***** Available data *****

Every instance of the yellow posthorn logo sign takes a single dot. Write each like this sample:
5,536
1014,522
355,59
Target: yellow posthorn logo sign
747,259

*****
***** Available data *****

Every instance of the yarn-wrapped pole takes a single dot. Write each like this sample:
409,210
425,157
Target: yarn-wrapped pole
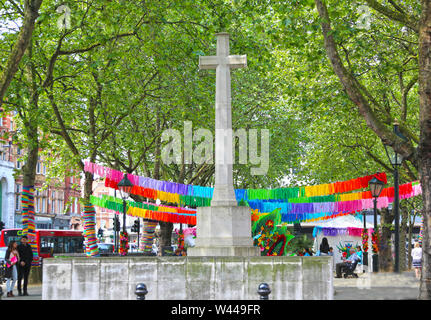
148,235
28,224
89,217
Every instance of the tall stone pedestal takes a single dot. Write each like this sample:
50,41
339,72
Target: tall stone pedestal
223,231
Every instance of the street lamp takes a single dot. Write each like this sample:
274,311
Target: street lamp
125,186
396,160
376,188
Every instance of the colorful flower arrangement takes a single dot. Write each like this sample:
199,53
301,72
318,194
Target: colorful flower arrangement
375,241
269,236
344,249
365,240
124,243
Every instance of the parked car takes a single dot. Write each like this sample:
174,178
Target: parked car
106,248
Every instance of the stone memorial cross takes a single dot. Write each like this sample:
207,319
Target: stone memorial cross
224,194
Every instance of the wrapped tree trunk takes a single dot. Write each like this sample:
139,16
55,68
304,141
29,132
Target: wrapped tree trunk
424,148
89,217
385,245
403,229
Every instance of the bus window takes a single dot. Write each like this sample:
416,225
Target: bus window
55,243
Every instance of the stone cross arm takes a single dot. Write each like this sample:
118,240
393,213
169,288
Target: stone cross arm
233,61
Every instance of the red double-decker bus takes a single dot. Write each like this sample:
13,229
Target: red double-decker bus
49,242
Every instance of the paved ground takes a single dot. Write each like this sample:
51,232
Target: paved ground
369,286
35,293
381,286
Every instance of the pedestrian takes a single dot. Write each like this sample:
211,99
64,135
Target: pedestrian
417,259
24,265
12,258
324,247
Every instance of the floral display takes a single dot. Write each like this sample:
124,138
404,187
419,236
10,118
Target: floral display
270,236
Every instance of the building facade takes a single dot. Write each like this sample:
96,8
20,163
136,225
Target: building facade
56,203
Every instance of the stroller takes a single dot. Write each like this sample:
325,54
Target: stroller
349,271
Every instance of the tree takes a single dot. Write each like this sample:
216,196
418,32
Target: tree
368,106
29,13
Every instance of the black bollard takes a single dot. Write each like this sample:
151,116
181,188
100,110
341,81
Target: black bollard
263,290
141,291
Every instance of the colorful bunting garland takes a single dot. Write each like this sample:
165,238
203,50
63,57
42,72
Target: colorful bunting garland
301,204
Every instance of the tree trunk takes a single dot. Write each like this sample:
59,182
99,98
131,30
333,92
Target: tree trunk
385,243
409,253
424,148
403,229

*****
***** Available data *****

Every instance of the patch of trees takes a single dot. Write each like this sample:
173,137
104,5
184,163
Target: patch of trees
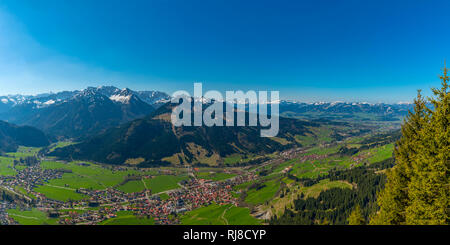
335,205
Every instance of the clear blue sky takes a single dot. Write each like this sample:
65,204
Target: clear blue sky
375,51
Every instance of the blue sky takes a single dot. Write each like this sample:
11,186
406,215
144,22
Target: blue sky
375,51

*****

## Problem to work on:
Pull out every line in the records above that contains the word "pole".

## Task answer:
Every instance of the yarn-wrapped pole takes a single dot. Write each like this sample:
Target: yarn-wrapped pole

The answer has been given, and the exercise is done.